◆ TEXTO FORNECIDO ◆

Trânsito: arbítrio e tolerância

Trânsito: arbítrio e tolerância



Luiz de Aquino


Enquanto escrevo, lanço votos de Feliz Natal a toda a Terra, porque faltam horas, no nosso fuso, para se alcançar a Data Máxima da Cristandade. Enquanto escrevo, lembro aos leitores que estas linhas serão lidas quando muitos dos trabalhadores do mundo estarão, então, a contar números e montar a estatística dos fatos trágicos.

Muitos são os que, enquanto o mundo parece parar, trabalham pela manutenção da paz, pela contenção da violência e das ocorrências do infausto. São trabalhadores da segurança, da medicina e de incontáveis setores de serviço. Os demais mortais, param para as celebrações religiosas do mundo cristão. Festejam e cometem excessos. Ruídos, comidas e bebidas marcam bem os desatinos. Ah, e a velocidade nas rodovias.

Quinta-feira, dia 24 deste dezembro, em plena BR-153, no perímetro de Goiânia, passou por mim um pequeno carro preto, novo, com faixa amarela e a inscrição de autoescola (que, hoje, se chamam “centro de formação de condutores”, capricho eufemístico desnecessário, penso). O carro tinha apenas um jovem ao volante, nenhum passageiro. E tinha pressa. E corria muito e “costurava” na pista, ou seja, mudava de uma faixa a outra celeremente, sem os cuidados que, por certo, se recomendam.

◆ REGISTROS APRESENTADOS ◆
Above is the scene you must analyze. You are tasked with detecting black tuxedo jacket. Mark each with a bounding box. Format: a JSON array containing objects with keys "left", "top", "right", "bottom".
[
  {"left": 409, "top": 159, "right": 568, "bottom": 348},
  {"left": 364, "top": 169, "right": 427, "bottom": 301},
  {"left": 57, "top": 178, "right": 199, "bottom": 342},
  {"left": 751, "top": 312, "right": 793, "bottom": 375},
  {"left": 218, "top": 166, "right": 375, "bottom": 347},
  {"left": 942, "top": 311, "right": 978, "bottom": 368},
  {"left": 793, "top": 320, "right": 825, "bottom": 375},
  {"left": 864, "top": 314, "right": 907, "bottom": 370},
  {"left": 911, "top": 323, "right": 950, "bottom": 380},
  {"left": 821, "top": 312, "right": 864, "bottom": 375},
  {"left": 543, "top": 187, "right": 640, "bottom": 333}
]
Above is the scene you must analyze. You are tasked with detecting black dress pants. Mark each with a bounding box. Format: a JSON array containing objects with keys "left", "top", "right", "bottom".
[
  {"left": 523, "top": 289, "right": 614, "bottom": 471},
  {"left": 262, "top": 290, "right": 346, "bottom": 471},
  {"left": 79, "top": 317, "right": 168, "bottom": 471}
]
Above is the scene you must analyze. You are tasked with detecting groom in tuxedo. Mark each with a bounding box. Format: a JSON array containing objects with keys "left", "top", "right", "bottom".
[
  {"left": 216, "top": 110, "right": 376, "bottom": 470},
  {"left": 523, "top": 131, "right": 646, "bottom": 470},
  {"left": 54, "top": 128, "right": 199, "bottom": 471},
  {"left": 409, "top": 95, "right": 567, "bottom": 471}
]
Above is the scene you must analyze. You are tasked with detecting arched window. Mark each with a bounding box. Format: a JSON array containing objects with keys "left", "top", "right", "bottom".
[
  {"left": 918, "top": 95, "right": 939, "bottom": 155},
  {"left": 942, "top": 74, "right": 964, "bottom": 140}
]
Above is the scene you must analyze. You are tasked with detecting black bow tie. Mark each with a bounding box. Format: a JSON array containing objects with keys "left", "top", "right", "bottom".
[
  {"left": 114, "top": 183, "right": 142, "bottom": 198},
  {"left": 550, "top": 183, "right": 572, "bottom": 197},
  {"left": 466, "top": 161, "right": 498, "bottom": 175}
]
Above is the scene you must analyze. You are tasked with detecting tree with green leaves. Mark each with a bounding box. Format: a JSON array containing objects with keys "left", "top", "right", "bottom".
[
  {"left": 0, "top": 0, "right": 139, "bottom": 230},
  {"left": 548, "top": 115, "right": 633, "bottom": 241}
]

◆ INSTRUÇÕES DA TAREFA ◆
Reproduza, do texto sobre o trânsito, o trecho entre "Muitos são os" e "velocidade nas rodovias.", inclusive.

◆ SOLUÇÃO DO PROBLEMA ◆
Muitos são os que, enquanto o mundo parece parar, trabalham pela manutenção da paz, pela contenção da violência e das ocorrências do infausto. São trabalhadores da segurança, da medicina e de incontáveis setores de serviço. Os demais mortais, param para as celebrações religiosas do mundo cristão. Festejam e cometem excessos. Ruídos, comidas e bebidas marcam bem os desatinos. Ah, e a velocidade nas rodovias.